# SOURCE TEXT start

Reading a computer clock is typically done by calling a system routine. The time needed for a process to read the computer clock is subject to process scheduling, paging and swapping, interruptions from other processes and hardware interrupts. Even if the computer clock were absolutely accurate and precise, you still wouldn't know when exactly was the clock read during the microsecond or two spent in the system routine. Faster processor minimizes this window of uncertainty.
Even though NTP server presents a very light load on the CPU, it is a good idea to avoid heavily loaded hosts with lots of paging/swapping and I/O activity to minimize this source of clock jitter. Even worse may happen on a truly busy host: clock interrupts might get lost or masked by higher priority interrupts, causing large disruptions in time. Although NTP software is able to compensate to some degree for the disruptions, you pay the price by getting less accurate time.
There is a simple program util/jitter.c in the NTP software distribution kit, which may help determine the clock resolution your hardware and operating system provides. Besides helping to determine the computer clock resolution, this program also helps to see periodic and random irregularities in the readings of the computer clock. A graphing program such as gnuplot, Grace or Dataplot comes handy to visualize the collected data.

# SOURCE TEXT end
# ROWS start

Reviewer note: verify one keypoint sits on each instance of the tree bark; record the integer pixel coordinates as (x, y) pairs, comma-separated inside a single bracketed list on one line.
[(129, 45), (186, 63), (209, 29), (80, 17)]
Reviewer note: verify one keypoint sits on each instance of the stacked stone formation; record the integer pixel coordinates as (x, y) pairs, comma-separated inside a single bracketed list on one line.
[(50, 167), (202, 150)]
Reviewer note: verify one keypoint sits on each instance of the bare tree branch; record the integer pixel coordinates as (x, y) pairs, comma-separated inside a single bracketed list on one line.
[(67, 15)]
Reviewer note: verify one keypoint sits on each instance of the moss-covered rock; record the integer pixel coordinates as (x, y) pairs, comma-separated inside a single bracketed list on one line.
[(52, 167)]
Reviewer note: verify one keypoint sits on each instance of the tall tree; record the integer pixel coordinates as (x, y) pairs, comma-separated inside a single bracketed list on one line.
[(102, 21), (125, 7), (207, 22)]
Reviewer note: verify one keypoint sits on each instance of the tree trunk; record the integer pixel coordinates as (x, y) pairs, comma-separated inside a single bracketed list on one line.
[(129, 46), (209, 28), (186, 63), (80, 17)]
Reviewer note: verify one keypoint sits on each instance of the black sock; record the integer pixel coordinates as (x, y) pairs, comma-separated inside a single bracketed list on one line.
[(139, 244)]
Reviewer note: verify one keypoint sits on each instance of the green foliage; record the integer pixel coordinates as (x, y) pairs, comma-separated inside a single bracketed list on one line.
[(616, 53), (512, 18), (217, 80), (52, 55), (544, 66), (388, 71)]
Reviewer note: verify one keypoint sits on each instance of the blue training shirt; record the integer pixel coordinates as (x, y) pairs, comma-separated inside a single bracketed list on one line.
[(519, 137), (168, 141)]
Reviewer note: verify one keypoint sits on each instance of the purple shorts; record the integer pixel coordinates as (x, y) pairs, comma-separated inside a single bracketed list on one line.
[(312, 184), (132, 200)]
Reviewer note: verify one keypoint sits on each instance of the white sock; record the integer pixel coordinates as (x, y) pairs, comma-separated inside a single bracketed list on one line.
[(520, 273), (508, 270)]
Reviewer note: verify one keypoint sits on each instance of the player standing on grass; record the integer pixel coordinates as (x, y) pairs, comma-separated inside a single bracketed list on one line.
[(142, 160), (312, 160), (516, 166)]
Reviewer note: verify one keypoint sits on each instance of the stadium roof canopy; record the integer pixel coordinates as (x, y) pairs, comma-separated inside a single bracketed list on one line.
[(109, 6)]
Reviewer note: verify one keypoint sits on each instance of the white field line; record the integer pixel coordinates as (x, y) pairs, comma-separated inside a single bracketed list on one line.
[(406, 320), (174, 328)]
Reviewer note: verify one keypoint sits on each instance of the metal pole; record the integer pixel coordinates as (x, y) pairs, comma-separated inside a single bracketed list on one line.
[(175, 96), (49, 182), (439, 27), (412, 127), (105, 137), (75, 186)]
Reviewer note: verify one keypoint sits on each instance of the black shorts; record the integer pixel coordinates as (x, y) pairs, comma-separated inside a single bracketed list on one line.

# ROWS end

■ SET EXERCISE
Write out the passage on computer clock accuracy in full, word for word. The data above is separate from the passage on computer clock accuracy.

■ WRITTEN ANSWER
Reading a computer clock is typically done by calling a system routine. The time needed for a process to read the computer clock is subject to process scheduling, paging and swapping, interruptions from other processes and hardware interrupts. Even if the computer clock were absolutely accurate and precise, you still wouldn't know when exactly was the clock read during the microsecond or two spent in the system routine. Faster processor minimizes this window of uncertainty.
Even though NTP server presents a very light load on the CPU, it is a good idea to avoid heavily loaded hosts with lots of paging/swapping and I/O activity to minimize this source of clock jitter. Even worse may happen on a truly busy host: clock interrupts might get lost or masked by higher priority interrupts, causing large disruptions in time. Although NTP software is able to compensate to some degree for the disruptions, you pay the price by getting less accurate time.
There is a simple program util/jitter.c in the NTP software distribution kit, which may help determine the clock resolution your hardware and operating system provides. Besides helping to determine the computer clock resolution, this program also helps to see periodic and random irregularities in the readings of the computer clock. A graphing program such as gnuplot, Grace or Dataplot comes handy to visualize the collected data.